- **Textauszug**:
02.09.2016
Unsere Antwort auf Gabriel: „Erneuerbare Energien First“
Der SPD-Vorsitzende und Vizekanzler Sigmar Gabriel hatte Anfang August seine neue politische Linie bei der Energiewende ausgegeben. „Efficiency First“ lautet seine Devise, die sich in der Urlaubszeit wohl noch gar nicht überall herumgesprochen hat. Für eine Organisation wie die Deutsche Gesellschaft für Sonnenenergie, die sich seit 40 Jahren die Verbreitung der Sonnenenergie auf ihre Fahnen geschrieben hat, eine Provokation. Die Antwort kann nur lauten: Es bleibt dabei, „Erneuerbare First“! Nun mag das für die DGS-Mitglieder eine Selbstverständlichkeit sein, sonst würden sie sich nicht in dieser Organisation engagieren. Darüber hinaus wirft es aber ein Schlaglicht auf die Situation der Energiewendebewegung und der Bürgerenergie. Sie wird heftig von der regierenden Großen Koalition angegriffen. Die Träume vom gemeinsamen Ziel Energiewende, wie sie 2011 mit den Beschlüssen der damaligen Bundesregierung aufgekeimt waren, sind zerplatzt. Dem Konsens folgt die Konfrontation. Der Verlust einer mehr als sechsstelligen Zahl von Arbeitsplätzen in der Solarindustrie ist ein schmerzhafter Beleg dafür.
Die Hoffnungen des Jahres 2011 auf einen gemeinsamen Weg von etablierten Energiekonzernen, Multis und Bürgerenergiebewegung, die schon damals Kontroversen auslösten, beruhten vielfach auf der verständlichen Hoffnung, ohne Konflikte und Kämpfe ein neues Energiezeitalter einleiten zu können. Damit könne auch das Klima vor einem unsere Zivilisation bedrohenden Wandel bewahrt werden, so die große Vision. Dafür hatten sich Millionen begeistert und tun dies noch heute. Neben diesen Emotionen gab es aber auch die These vom Automatismus, mit dem sich der technologische Fortschritt durchsetzen werde. Das schien viele zu beruhigen. Es war aber auch nicht unumstritten, schließlich haben die Menschen in Deutschland und Europa nach zwei Weltkriegen schmerzlich erfahren, dass ein historischer Determinismus, ein unsicheres Ding ist und Geschichte, auch Technikgeschichte, von Menschen und Mächten gemacht wird.

Einträge aus einem Datensatz zur Punktbeschriftung
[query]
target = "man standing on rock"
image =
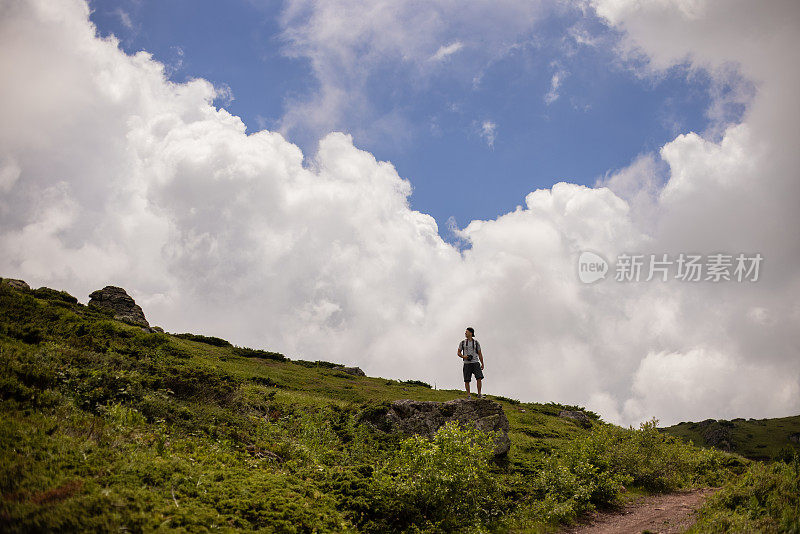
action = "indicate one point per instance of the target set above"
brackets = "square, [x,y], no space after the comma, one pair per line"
[469,350]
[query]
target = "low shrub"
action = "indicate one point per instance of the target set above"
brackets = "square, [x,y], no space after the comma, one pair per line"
[258,353]
[443,483]
[208,340]
[766,498]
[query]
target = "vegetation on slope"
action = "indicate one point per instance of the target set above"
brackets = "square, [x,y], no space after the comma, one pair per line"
[104,426]
[756,439]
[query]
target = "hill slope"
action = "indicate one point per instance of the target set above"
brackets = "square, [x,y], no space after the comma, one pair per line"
[106,426]
[756,439]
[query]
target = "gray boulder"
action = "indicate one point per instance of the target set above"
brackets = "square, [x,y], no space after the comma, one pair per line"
[426,417]
[15,283]
[117,301]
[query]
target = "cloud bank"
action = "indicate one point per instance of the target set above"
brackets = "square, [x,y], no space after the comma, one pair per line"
[111,174]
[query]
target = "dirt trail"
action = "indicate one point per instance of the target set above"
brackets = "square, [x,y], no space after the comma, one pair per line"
[663,514]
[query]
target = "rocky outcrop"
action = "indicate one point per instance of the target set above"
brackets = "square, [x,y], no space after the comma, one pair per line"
[16,284]
[117,301]
[425,417]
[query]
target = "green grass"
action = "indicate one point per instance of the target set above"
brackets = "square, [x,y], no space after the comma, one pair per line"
[104,426]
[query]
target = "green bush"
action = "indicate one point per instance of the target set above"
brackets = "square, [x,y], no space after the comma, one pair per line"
[208,340]
[652,460]
[258,353]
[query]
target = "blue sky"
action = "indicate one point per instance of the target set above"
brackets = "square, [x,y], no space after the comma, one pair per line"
[111,174]
[604,116]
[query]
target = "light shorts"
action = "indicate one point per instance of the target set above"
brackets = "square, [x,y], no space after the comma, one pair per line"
[470,369]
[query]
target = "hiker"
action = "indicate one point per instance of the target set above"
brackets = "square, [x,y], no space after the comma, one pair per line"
[469,350]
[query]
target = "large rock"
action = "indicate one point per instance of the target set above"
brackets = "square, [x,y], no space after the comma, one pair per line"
[116,300]
[425,417]
[717,434]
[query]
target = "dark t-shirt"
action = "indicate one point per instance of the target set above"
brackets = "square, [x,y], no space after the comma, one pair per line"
[470,347]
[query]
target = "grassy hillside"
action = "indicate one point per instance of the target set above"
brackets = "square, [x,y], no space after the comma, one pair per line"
[104,426]
[757,439]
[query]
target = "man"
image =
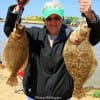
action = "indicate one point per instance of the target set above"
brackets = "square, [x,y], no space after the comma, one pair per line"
[45,75]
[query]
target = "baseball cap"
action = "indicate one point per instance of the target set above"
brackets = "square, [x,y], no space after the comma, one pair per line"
[52,8]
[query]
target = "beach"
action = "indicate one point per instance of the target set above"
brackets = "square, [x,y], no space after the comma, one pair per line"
[9,93]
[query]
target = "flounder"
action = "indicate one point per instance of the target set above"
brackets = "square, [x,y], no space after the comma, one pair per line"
[15,53]
[79,58]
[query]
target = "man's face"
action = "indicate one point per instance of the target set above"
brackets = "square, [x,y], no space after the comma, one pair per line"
[53,24]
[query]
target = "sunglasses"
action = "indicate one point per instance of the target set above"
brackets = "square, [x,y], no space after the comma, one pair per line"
[57,18]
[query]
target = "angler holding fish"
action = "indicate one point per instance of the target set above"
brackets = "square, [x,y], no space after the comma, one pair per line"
[16,49]
[46,75]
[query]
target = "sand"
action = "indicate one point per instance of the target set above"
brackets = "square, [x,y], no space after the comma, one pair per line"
[8,93]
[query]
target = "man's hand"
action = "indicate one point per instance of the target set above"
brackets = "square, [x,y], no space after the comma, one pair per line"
[22,3]
[85,7]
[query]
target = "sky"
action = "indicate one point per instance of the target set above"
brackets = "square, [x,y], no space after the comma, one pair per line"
[34,7]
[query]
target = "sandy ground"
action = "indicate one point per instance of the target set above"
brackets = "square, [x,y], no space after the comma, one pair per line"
[9,93]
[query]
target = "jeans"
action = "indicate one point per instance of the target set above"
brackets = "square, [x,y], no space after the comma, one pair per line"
[28,98]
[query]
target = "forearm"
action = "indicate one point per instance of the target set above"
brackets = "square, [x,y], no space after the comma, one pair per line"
[10,20]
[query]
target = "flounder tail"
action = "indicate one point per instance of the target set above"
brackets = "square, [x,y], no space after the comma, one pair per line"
[78,92]
[12,80]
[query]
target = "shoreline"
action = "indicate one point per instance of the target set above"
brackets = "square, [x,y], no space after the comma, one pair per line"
[37,22]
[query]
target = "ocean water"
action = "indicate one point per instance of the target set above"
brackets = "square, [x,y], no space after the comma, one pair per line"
[93,81]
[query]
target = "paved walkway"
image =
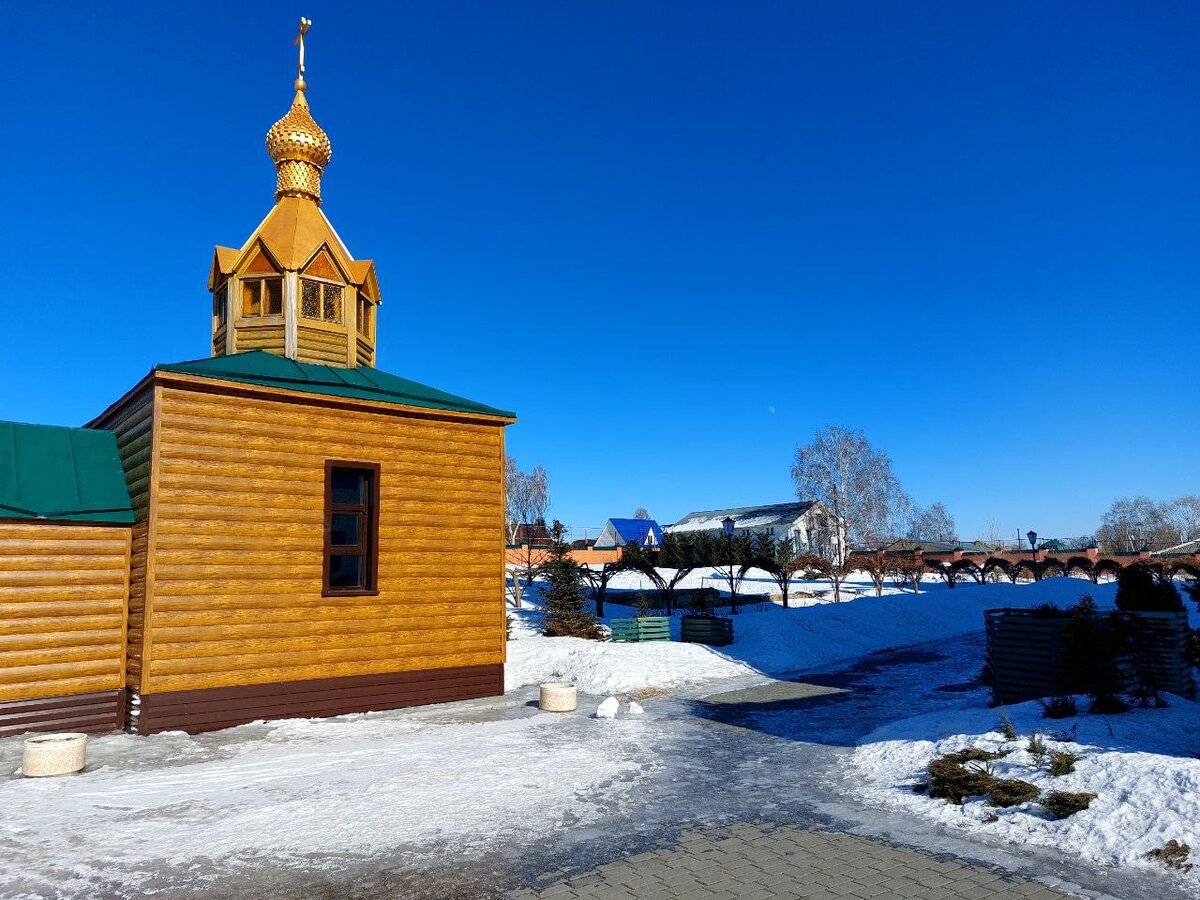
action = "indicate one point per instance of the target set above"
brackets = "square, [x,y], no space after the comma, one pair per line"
[753,862]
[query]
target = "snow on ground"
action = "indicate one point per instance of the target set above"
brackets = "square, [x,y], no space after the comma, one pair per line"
[1141,765]
[769,639]
[298,791]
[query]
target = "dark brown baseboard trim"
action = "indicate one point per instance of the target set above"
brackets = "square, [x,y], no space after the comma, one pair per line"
[100,712]
[214,708]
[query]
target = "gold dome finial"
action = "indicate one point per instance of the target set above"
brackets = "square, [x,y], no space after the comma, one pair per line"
[297,144]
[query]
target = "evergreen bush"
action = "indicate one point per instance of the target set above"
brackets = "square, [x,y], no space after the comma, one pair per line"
[1062,804]
[567,611]
[1012,792]
[1139,589]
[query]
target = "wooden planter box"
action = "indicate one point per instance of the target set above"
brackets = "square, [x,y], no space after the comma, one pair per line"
[1162,652]
[641,628]
[1025,654]
[707,629]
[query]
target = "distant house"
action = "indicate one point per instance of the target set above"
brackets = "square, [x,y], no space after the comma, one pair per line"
[535,534]
[808,525]
[911,544]
[1179,550]
[619,532]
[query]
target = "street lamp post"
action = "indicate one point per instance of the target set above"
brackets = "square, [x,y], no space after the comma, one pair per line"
[1033,549]
[727,527]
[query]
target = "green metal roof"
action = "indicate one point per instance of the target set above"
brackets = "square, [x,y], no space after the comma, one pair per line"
[61,474]
[361,383]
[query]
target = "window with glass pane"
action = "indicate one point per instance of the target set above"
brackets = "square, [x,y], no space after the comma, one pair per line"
[262,297]
[333,306]
[310,299]
[364,317]
[273,297]
[221,304]
[352,521]
[251,298]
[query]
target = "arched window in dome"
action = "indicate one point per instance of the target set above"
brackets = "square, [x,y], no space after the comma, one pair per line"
[262,297]
[321,300]
[221,305]
[364,317]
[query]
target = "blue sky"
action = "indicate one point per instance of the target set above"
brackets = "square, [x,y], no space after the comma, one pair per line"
[676,238]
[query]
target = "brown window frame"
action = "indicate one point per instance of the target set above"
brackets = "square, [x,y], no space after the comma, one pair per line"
[322,305]
[369,537]
[259,281]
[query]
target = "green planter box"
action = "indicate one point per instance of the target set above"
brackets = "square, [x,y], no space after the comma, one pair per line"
[707,629]
[641,628]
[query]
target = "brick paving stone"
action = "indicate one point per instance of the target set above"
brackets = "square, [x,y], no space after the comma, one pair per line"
[760,862]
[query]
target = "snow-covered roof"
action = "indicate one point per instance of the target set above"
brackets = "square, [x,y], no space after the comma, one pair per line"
[744,517]
[630,529]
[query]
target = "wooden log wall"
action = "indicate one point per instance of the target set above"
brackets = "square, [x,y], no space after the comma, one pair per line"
[235,589]
[132,419]
[322,346]
[364,351]
[63,599]
[259,336]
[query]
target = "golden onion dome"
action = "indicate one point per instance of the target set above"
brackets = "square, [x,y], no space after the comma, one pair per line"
[299,149]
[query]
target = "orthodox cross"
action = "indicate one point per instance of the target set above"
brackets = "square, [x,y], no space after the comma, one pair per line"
[305,24]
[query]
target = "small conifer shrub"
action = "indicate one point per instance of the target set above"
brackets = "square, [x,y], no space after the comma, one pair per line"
[1062,804]
[1012,792]
[1059,708]
[1061,762]
[1107,705]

- **Arbeitsauftrag**:
Führen Sie den Kommentar zur Energiewende im Anschluss an seinen letzten Satz weiter. Die Einträge sind eigenständiges Material und gehören nicht zum Kommentar zur Energiewende.

- **Antwort**:
Inzwischen hat sich herauskristallisiert, dass der scheinbare Konsens von Energiekonzernen, Multis und Bürgerenergiebewegung keiner war. Zumindest war er von sehr kurzer Dauer und verfügte über keine wirkliche Grundlage. Die wirtschaftlichen Interessen derer, die ihre Geschäftsmodelle auf Förderung und Umwandlung fossiler Primärenergien gebaut haben, vertragen den schnellen Fortschritt der Erneuerbaren nicht. Über den systemischen Unterschied von erneuerbarer Primärenergie aus Sonne, Wind sowie Biomasse und der nicht-erneuerbaren Primärenergie aus fossilen Stoffen hatten wir hier und in unserer Zeitschrift SONNENENERGIE immer wieder geschrieben und versucht, Klarheit zu gewinnen. Besonders in letzter Zeit hatten wir in der kritischen Auseinandersetzung mit Gabriels „Grünbuch Energieeffizienz“ die Grenzen zwischen beiden Formen der Primärenergie herausgearbeitet. Wer gehofft hatte, diese Grenzen würden keine Rolle spielen oder sich verwischen lassen, so wie es im ordnungsrechtlichen Rahmen von Europäischer Gebäuderichtlinie (EPBD) und Energieeinsparverordnung (EnEV) vorgemacht wird, der sieht sich nun mit der offenen Kampfansage der traditionellen Platzhirsche der fossil basierten Energiewirtschaft konfrontiert.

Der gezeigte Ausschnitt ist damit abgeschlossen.